Top 10 Ways to Stay Healthy While Traveling
You've invested considerable time, money, and effort on your journey - you sure don't want to get sick! However, people often get sick while traveling, whether from food cleanliness, unfamiliar germs, or lack of sleep. Instead of living like locals, and seeing all the amazing things your destination has to offer, you're sick in bed. However, there are many things you can do to stay healthy while traveling.
This is critical - be sure to get as much sleep as possible. You might feel like waking up early and staying up late will get you more exposure to the place where you are at. However, being sick for days and stuck inside won't help. Get at least 8 hours of sleep a night, and take naps (under an umbrella, on the beach?) to recharge. If you're flying to a different time zone, be sure to minimize jet lag by sleeping well, eating normally, and adjusting to the new time zone by getting outside as much as possible.
No one wants digestive issues! Watch what you eat - from super fatty foods to street foods that might not be up to your standards of cleanliness. I love street food. I also ease into it - maybe one small thing one day, and then wait a day to make sure I can handle it. As well, eat smaller portions so that if you DO get something from it, it's less. Avoid raw fruits and vegetables, unless they have a thick covering (i.e., oranges, bananas, pineapple). Don't hit the salad bar - make sure you eat well-cooked food.
Do your research. Check out where water is safe to drink. If in doubt, use bottled water, and skip the ice. Be sure to stay hydrated!
4. Quiet Times
Whether it is daily meditation, or spending quiet time in nature, be sure to build some down time into your daily schedule. Find a park and sit and watch. Perch by the beach and watch the waves. Watch the sunsets together. This quiet time will be a place where you can slow down, NOT be a tourist, and breathe again.
Soothing Water, River Tay, Scotland
5. Plan Ahead
Get all your shots, and check the CDC travel health page for advisories.
Take both your prescription medicines and the prescription, in case you need a refill. Take your daily vitamins.
Also pack a small medical kit that includes bandages, antiseptic cleansers and hand cleaners, antibiotic cream, scissors, fever control and pain meds, motion sickness pills (this is a big one for me, since I get motion sickness by even watching videos of car rides and ship adventures), allergic reaction medicine, insect repellant, insect bite cream, sunscreen, antidiarrheal medicine, water sterilization tablets, heartburn and antacid medicine, syringes and needles, thermometer, cough and cold medicine, and whatever else your family (or your destination) needs. It sounds big. It could save a life! Be sure to pack it in your checked bag and not in your carryon.
Be sure to get Travel Health Insurance. It's worth more than you pay for it, in case anything happens. If nothing happens? You've spend a little bit for peace of mind.
6. Be Careful with Animals
A random squirrel bite could have big implications for your health. What can wild birds or bats do? For that matter, dogs and cats can carry disease. And for more exotic animals, be very careful. If you do get bit or scratched, wash immediately with hot water and soap, and then seek medical attention.
Do turtles carry germs?
Be sure to get enough exercise to keep you healthy! Walk, bike, swim - you'll not only be seeing your destination up close, but you will find more than you will by riding in a car (or the train). Join a pickup soccer game in a park - you never know who you'll befriend. Get out and walk, climb up the mountains (well, as you are able) - and catch the view.

→ Exercise
Rewrite the travel health text from "Be sure to get Travel" to "turtles carry germs?", replacing "squirrel" with "raccoon".

→ Dataset extract
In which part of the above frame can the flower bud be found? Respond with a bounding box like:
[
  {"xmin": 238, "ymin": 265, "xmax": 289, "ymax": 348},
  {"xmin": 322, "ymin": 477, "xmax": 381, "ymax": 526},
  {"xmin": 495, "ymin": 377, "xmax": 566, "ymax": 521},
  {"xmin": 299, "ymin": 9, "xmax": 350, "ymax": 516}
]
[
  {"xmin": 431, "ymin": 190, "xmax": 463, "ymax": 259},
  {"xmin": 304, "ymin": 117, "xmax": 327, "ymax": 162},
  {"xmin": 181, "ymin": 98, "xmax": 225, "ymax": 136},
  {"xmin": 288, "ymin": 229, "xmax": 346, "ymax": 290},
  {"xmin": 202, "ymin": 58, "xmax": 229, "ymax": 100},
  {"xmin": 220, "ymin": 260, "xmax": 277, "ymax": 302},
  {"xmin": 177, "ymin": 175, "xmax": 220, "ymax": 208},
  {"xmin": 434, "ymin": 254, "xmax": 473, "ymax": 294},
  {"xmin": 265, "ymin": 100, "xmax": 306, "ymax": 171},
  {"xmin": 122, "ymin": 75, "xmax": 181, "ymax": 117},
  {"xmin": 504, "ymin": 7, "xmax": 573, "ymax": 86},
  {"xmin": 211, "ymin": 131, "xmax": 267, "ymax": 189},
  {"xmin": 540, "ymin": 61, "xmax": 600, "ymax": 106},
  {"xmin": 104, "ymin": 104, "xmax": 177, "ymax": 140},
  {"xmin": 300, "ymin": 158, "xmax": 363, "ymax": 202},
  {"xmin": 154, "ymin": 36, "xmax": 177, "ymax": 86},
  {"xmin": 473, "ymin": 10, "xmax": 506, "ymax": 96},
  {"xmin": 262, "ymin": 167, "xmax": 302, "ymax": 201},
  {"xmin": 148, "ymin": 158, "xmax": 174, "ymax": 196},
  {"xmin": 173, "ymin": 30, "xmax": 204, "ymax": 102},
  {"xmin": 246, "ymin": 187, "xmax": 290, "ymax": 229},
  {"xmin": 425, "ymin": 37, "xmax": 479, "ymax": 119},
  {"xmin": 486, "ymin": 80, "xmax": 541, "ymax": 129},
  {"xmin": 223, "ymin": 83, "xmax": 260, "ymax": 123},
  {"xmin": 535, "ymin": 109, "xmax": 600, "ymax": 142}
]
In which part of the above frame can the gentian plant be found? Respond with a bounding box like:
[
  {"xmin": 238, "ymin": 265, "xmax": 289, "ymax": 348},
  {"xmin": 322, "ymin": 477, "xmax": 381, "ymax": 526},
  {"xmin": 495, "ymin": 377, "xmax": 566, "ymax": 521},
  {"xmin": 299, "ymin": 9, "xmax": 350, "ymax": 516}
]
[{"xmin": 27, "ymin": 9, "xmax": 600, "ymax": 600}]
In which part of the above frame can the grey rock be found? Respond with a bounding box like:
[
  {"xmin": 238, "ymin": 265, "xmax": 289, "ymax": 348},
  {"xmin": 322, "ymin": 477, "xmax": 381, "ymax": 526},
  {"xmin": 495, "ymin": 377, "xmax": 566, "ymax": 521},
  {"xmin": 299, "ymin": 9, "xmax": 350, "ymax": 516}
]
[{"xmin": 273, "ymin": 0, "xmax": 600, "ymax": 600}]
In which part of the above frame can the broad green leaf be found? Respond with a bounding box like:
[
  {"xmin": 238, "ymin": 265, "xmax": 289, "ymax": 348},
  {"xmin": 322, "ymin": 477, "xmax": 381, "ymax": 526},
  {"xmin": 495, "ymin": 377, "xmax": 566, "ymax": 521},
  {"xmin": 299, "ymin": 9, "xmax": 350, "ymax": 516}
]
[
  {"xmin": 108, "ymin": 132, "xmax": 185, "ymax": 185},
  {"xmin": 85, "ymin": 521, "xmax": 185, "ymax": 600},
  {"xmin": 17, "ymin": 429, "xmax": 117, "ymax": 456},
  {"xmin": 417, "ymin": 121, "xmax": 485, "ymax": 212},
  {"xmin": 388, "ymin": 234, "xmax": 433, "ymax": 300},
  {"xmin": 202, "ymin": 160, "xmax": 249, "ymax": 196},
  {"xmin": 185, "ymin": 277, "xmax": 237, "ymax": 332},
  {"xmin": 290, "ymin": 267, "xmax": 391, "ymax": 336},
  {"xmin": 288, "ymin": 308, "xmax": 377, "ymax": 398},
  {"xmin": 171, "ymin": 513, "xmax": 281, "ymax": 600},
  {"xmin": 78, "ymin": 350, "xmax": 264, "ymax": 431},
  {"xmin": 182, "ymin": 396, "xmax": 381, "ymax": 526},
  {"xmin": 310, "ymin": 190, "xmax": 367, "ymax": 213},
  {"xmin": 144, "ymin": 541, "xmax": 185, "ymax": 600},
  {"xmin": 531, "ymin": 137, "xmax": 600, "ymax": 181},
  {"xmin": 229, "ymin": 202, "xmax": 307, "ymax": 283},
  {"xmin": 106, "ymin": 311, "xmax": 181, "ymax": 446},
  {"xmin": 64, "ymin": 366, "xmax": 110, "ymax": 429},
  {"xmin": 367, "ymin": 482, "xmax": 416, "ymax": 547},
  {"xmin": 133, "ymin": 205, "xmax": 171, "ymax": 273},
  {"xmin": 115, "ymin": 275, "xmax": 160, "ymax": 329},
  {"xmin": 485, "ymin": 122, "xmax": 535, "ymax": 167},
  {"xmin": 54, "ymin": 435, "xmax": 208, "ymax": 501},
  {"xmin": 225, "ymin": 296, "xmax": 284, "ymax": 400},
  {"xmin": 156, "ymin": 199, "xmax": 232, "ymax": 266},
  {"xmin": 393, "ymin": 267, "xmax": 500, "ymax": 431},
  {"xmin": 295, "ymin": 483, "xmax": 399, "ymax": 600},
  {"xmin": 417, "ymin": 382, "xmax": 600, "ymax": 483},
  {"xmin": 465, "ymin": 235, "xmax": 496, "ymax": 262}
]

→ Task answer
Be sure to get Travel Health Insurance. It's worth more than you pay for it, in case anything happens. If nothing happens? You've spend a little bit for peace of mind.
6. Be Careful with Animals
A random raccoon bite could have big implications for your health. What can wild birds or bats do? For that matter, dogs and cats can carry disease. And for more exotic animals, be very careful. If you do get bit or scratched, wash immediately with hot water and soap, and then seek medical attention.
Do turtles carry germs?